→ **WHAT YOU ARE ASKED TO DO**:
Copy out the full Q&A about the Ritmo collection word for word.

→ **TEXT SHOWN**:
----------------
What are the key inspirations behind this collection?
The Ritmo collection is inspired by musical instruments, streetwear with an outdoor twist, and functional design for the male world. The accessories draw from musical shapes and structures, while rugged, technical materials give them a practical and modern edge. A key concept is the power of words – the bags ‘speak’ through printed or stitched text, turning reading into a sound experience and each piece into a visual and mental rhythm. 

What materials were used?
The collection uses laser-cut embossed EVA rubber, Biothane rubber handles, and Arena leather by Russo di Casandrino. These materials combine innovative technique with Italian craftsmanship, creating bold yet functional accessories.

What’s next?
I’d love to keep creating – hopefully as part of a team or in collaboration with someone who shares my passion for design and expressive fashion.
----------------
(Region pointing data)
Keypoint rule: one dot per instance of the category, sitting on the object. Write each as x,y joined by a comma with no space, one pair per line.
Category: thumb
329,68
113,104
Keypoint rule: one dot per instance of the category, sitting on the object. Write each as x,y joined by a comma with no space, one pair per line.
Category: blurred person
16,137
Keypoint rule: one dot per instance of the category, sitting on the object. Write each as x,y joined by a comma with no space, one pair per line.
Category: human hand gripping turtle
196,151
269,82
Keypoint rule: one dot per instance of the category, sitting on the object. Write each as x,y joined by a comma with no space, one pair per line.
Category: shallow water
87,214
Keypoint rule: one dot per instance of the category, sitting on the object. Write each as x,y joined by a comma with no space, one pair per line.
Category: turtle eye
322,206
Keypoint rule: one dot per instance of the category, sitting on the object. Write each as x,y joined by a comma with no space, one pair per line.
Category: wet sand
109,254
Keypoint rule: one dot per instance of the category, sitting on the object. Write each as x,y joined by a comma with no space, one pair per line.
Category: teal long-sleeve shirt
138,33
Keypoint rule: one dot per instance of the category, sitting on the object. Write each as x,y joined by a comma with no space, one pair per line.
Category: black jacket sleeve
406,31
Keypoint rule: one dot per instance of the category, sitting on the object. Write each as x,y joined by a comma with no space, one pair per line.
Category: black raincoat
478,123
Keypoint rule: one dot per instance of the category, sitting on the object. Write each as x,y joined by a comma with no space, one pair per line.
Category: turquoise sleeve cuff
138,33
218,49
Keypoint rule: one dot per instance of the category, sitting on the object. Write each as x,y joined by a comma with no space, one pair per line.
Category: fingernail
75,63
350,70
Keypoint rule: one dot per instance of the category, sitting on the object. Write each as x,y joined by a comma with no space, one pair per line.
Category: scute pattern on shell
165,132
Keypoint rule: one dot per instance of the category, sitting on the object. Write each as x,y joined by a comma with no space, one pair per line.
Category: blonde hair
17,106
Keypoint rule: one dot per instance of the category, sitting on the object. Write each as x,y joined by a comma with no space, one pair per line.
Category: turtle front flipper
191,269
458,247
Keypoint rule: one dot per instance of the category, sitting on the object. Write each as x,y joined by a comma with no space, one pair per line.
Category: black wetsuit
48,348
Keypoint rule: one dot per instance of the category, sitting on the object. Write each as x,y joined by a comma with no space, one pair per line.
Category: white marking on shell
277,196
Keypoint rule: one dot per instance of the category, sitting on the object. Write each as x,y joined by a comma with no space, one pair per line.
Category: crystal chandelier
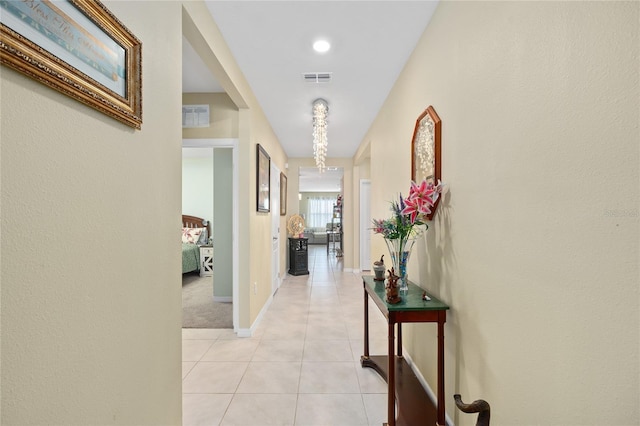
320,113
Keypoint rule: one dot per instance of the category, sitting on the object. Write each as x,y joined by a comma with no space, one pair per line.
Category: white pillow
191,235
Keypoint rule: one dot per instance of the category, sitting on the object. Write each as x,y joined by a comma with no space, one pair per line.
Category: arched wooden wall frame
426,131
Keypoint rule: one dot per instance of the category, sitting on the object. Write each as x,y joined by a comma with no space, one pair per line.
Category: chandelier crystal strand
320,113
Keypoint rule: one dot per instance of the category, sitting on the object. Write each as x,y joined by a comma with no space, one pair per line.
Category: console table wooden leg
440,399
391,397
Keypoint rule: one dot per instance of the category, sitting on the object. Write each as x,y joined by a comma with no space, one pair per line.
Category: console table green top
411,299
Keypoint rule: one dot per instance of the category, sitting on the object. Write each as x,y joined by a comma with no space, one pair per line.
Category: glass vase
400,251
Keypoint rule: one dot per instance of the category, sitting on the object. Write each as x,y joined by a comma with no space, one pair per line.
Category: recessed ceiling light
321,46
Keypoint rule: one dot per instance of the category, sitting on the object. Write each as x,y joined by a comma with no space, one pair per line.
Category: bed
195,232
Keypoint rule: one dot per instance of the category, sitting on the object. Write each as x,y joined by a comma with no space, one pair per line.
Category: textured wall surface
535,247
91,310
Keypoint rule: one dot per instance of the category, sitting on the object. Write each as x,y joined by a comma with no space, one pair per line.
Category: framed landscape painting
77,47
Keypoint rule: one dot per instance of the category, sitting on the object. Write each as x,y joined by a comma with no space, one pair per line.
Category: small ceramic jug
379,269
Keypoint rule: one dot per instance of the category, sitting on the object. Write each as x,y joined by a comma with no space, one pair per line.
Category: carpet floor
198,308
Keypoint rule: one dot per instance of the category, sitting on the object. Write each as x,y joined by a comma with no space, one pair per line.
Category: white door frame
365,220
275,227
234,145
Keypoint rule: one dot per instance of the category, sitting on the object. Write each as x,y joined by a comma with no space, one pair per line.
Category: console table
414,405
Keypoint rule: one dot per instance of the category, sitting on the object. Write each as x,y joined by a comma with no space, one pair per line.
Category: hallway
302,365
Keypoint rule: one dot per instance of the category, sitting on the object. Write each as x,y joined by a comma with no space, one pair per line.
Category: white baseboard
248,332
424,384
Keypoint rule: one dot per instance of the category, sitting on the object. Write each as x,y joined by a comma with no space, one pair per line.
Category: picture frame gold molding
99,30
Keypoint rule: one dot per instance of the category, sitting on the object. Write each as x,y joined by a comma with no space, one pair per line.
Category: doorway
224,224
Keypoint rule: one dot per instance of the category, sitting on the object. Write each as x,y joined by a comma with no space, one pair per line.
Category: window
320,211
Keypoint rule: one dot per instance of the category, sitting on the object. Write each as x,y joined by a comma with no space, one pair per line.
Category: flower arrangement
409,214
408,221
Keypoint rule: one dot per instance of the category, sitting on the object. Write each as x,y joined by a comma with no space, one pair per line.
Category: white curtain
320,211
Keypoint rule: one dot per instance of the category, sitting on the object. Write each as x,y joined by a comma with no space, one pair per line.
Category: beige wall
90,259
535,247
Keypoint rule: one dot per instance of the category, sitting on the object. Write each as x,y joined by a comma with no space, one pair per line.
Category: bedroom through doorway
208,195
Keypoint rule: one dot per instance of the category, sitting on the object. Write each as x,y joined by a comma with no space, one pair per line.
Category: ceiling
272,43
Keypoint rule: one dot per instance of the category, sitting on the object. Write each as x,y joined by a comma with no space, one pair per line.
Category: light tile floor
301,367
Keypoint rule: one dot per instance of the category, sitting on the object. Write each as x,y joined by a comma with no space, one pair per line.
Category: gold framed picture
79,48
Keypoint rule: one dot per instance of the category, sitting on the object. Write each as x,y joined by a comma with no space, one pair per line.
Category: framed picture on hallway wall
263,176
79,48
283,194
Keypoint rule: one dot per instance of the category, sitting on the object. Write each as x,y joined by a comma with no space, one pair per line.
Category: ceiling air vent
317,77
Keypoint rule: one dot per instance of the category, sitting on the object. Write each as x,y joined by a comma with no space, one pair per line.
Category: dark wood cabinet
298,256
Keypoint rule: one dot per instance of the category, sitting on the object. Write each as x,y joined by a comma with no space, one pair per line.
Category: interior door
275,228
365,220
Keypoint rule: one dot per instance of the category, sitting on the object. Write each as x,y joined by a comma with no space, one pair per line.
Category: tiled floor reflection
301,367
----------------
→ **ANSWER TO THIS EXERCISE**:
What are the key inspirations behind this collection?
The Ritmo collection is inspired by musical instruments, streetwear with an outdoor twist, and functional design for the male world. The accessories draw from musical shapes and structures, while rugged, technical materials give them a practical and modern edge. A key concept is the power of words – the bags ‘speak’ through printed or stitched text, turning reading into a sound experience and each piece into a visual and mental rhythm. 

What materials were used?
The collection uses laser-cut embossed EVA rubber, Biothane rubber handles, and Arena leather by Russo di Casandrino. These materials combine innovative technique with Italian craftsmanship, creating bold yet functional accessories.

What’s next?
I’d love to keep creating – hopefully as part of a team or in collaboration with someone who shares my passion for design and expressive fashion.